Stored items:
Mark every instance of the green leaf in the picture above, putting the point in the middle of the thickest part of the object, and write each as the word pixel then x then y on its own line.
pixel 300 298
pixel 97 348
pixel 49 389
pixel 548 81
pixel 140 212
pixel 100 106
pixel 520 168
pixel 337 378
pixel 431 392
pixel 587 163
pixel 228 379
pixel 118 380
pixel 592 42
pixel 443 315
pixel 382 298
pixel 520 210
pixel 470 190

Task item: Transcribe all of the data, keeping every line identical.

Task result:
Mark every instance of the green leaf in the picture above, putting the point in the middle of the thickest part of the object, and write each as the word pixel then x then y on its own line.
pixel 300 298
pixel 97 348
pixel 49 389
pixel 548 81
pixel 140 212
pixel 100 106
pixel 520 168
pixel 337 378
pixel 431 392
pixel 587 163
pixel 228 379
pixel 118 380
pixel 592 42
pixel 443 315
pixel 382 298
pixel 520 210
pixel 470 190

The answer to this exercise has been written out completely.